(DATA FOR THIS TASK)
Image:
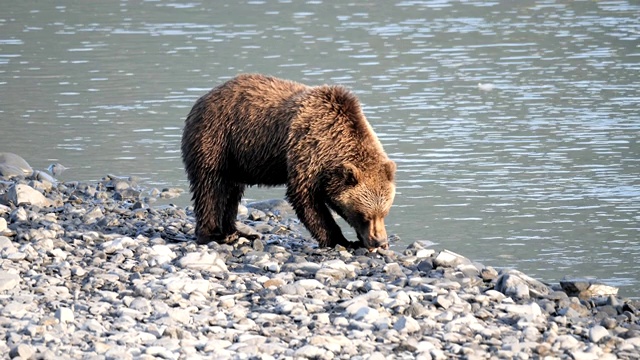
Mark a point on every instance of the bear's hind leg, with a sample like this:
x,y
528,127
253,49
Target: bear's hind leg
(End DATA FOR THIS TASK)
-- YOUR INSTRUCTIONS --
Copy only the lines in the listing that contain "bear".

-- YOUR RESPONSE --
Mark a point on every instance of the bear's hind leg, with a sample like this:
Target: bear's hind leg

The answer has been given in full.